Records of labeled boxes
● ● ●

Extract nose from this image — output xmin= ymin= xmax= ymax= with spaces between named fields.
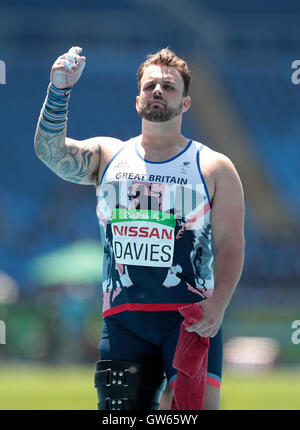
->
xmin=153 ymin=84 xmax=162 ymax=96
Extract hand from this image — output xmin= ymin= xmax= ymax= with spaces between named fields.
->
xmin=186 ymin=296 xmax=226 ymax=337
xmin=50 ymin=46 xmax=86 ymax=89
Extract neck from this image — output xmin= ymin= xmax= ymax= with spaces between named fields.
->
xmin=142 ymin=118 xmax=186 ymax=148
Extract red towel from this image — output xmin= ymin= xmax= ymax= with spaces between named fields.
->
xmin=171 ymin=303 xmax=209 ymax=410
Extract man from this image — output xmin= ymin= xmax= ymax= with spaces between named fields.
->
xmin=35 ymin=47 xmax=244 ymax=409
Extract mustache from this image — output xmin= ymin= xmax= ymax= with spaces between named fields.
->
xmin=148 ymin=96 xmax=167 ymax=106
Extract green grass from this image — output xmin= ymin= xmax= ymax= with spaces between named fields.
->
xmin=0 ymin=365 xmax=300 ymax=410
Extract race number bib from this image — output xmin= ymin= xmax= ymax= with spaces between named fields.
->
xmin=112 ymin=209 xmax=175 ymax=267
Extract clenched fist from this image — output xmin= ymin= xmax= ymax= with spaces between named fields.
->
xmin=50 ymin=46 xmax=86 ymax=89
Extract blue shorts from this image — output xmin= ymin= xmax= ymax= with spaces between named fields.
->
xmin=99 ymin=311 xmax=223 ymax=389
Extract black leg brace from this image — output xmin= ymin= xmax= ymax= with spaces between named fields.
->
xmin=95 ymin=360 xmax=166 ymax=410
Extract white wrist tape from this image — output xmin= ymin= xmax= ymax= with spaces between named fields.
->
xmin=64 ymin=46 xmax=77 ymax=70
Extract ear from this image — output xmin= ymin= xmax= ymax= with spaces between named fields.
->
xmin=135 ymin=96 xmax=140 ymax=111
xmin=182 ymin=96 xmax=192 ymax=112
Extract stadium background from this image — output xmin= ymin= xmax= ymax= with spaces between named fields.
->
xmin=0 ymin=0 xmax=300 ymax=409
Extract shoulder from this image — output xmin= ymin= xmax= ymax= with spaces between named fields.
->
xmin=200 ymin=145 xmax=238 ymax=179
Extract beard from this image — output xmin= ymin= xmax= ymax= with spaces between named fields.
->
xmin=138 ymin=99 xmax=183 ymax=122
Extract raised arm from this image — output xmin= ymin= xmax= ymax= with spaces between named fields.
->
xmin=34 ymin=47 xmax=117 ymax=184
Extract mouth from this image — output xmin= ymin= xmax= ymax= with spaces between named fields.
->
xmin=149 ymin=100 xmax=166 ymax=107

● ● ●

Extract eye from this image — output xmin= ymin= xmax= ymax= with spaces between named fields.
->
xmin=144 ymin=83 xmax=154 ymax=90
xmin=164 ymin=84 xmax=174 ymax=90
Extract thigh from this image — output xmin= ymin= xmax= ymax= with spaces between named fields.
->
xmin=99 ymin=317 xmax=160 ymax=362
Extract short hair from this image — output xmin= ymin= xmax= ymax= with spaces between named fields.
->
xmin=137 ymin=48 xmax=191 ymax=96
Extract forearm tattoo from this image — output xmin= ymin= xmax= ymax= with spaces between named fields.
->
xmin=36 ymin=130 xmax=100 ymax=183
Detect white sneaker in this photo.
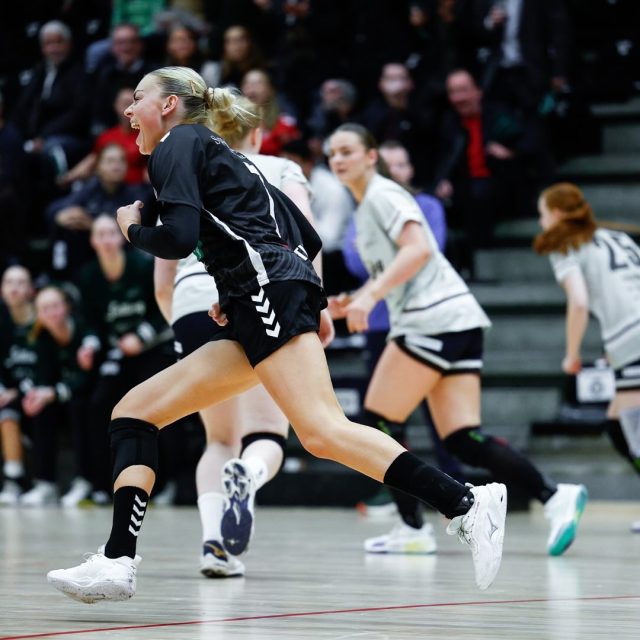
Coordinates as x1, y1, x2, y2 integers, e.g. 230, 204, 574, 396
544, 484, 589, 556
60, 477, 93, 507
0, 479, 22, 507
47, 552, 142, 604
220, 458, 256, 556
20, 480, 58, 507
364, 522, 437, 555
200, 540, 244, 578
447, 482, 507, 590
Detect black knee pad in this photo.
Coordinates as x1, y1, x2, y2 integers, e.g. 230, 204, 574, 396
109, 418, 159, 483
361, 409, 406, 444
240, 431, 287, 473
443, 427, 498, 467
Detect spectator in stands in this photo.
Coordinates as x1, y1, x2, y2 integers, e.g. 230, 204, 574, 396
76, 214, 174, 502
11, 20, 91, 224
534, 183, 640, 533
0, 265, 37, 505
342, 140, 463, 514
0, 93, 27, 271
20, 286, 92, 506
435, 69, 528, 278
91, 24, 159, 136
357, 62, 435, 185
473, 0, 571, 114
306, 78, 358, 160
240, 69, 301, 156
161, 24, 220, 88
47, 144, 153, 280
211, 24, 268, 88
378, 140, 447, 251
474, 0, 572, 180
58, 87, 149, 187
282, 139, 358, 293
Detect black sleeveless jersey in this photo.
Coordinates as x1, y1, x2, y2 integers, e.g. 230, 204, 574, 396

● ● ●

SET EXERCISE | Rename "mouth" to "lips" in the stretch of records from the line containing "Extract raised arm" through the line containing "xmin=149 ymin=100 xmax=166 ymax=107", and give back only those lines with nothing else altered.

COMPLETE OUTPUT |
Extract raised arm from this image — output xmin= ymin= xmax= ymax= with spaces between named fields.
->
xmin=34 ymin=47 xmax=117 ymax=184
Extract lips from this image — output xmin= ymin= xmax= ymax= with spaces between named fields.
->
xmin=149 ymin=100 xmax=166 ymax=107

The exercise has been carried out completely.